Records excerpted from a collection:
* * * * *

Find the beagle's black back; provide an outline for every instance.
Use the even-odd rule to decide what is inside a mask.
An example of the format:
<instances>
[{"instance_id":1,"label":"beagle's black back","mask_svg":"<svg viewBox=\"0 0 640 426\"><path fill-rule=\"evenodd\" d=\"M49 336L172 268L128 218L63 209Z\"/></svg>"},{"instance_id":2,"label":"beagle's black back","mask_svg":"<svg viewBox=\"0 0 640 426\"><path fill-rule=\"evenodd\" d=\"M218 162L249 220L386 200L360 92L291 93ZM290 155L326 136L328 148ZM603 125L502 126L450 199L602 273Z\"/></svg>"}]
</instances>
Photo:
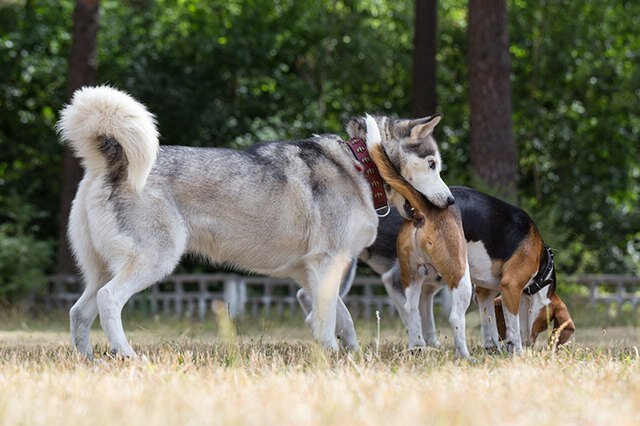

* * * * *

Exercise
Lines with "black" in the records: how many are there? Give only the number.

Response for this exercise
2